Document text.
The FOS also typically agreed with insurers in cases where a closed list of diseases is included in the policy wordings, confirming which illnesses are covered. The ombudsman felt this clearly demonstrated the insurer’s intention and that less restrictive policies were available if policyholders didn’t agree with the closed list T&Cs.

It added that Covid-19 could not be classified as SARS or plague either.

Other cases discussed the manifestation of an infectious disease at the insured property and whether this caused business closure. The FOS, however, primarily identified the UK government’s orders as the reason for shutting up shop, meaning cover would not available under disease clauses.

Tackling the claims backlog

Despite policy wording and judgment interpretation challenges, insurers have made considerable progress through the BI claims backlog, added Weightmans solicitor Sarah Irwin, who talked webinar attendees through the FCA’s published stats.

As of 6 December 2021, 3,188 claims were pending a final coverage decision – Irwin described this as a big improvement compared to the 18,387 claims recorded in March 2021.

Although there was an immediate flurry of claims decisions following the Supreme Court judgment, Irwin noted a slowing down of progress between May and July last year.

Records provided.
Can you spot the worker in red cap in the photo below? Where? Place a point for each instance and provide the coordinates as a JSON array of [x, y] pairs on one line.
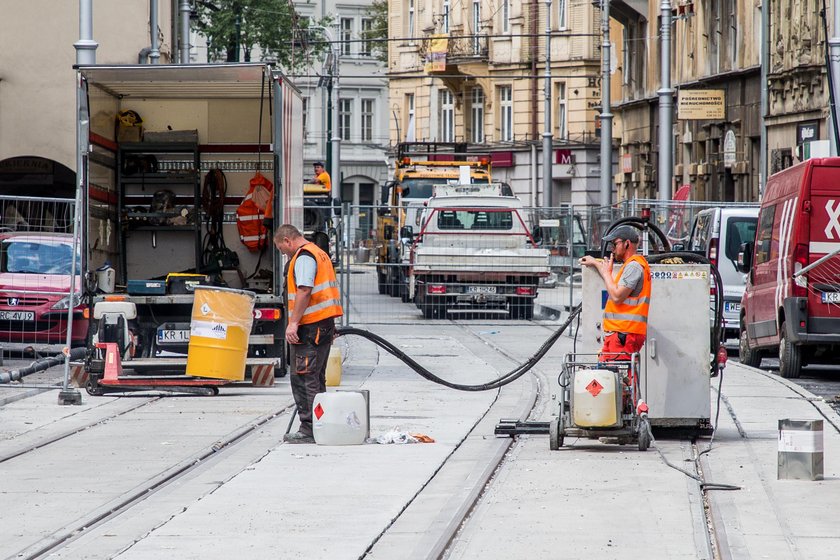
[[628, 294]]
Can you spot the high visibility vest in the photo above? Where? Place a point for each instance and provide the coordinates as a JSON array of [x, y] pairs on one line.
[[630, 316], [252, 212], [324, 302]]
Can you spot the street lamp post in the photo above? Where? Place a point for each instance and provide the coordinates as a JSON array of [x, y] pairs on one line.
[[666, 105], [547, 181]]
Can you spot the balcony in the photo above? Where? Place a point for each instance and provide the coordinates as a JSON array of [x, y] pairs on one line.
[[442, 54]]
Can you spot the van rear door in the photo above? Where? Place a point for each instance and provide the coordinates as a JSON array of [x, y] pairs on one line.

Exercises to complete.
**a)** Reproduce, word for word, the part of the passage on business interruption insurance claims that begins at the words "The FOS also" and ends after "under disease clauses.".
**b)** Carry on the passage on business interruption insurance claims, starting after its last sentence.

Answers to the tasks.
**a)**
The FOS also typically agreed with insurers in cases where a closed list of diseases is included in the policy wordings, confirming which illnesses are covered. The ombudsman felt this clearly demonstrated the insurer’s intention and that less restrictive policies were available if policyholders didn’t agree with the closed list T&Cs.

It added that Covid-19 could not be classified as SARS or plague either.

Other cases discussed the manifestation of an infectious disease at the insured property and whether this caused business closure. The FOS, however, primarily identified the UK government’s orders as the reason for shutting up shop, meaning cover would not available under disease clauses.

**b)**
For example, in April 2021, the total number of claims pending a final coverage decision amounted to 12,217 – down from 18,387 in March. This decreased further to 9,912 in May, however progress stalled in June 2021 as the number of pending claims only moved to 9,152.


Source: Weightmans

Similarly, between July and August 2021, the total number of claims pending a final coverage decision only decreased slightly, in the grand scheme of things, from 6,900 to 6,073.

Irwin added that 35% of accepted claims are still waiting to receive a settlement.

She attributed this trend to a couple of factors, such as the immediate impact of the Supreme Court judgment waning as time has passed and the fact that more straightforward, easy to prepare cases were most likely dealt with first. This means that stalled progress could be down to discussions around more contentious claims.

This could include cases were the policy wordings were not directly included in the test case sample, so a bit of creative license is needed to apply the judgment learnings, or if policyholders are still experiencing Covid-related losses, meaning that indemnity periods are still being determined.

Irwin said: “The figures appear to show steady progress in the final settlement of claims throughout 2021 and in that loss adjusting process, but perhaps there has been a slow down in cover decisions being made and claims accepted.”

Outstanding issues

The litigation around BI claims is far from over, Irwin added, with a number of cases set to be heard this year.

These primarily focus around the outstanding issues that were not solved by the FCA’s legal proceedings – for example, aggregation, the treatment of government grants, clarifying the length of the cover period and the application of late payment damages.

She even described the case between pub chain company Stonegate Group and MS Amlin, which is due to go to trial in June 2022, as a “quasi test case” for the aggregation issue.

The claim, valued at £845m, considers Stonegate’s 791 pubs, restaurants and bars and whether its BI losses should come under one single claim or numerous independent claims with separate sub-limits.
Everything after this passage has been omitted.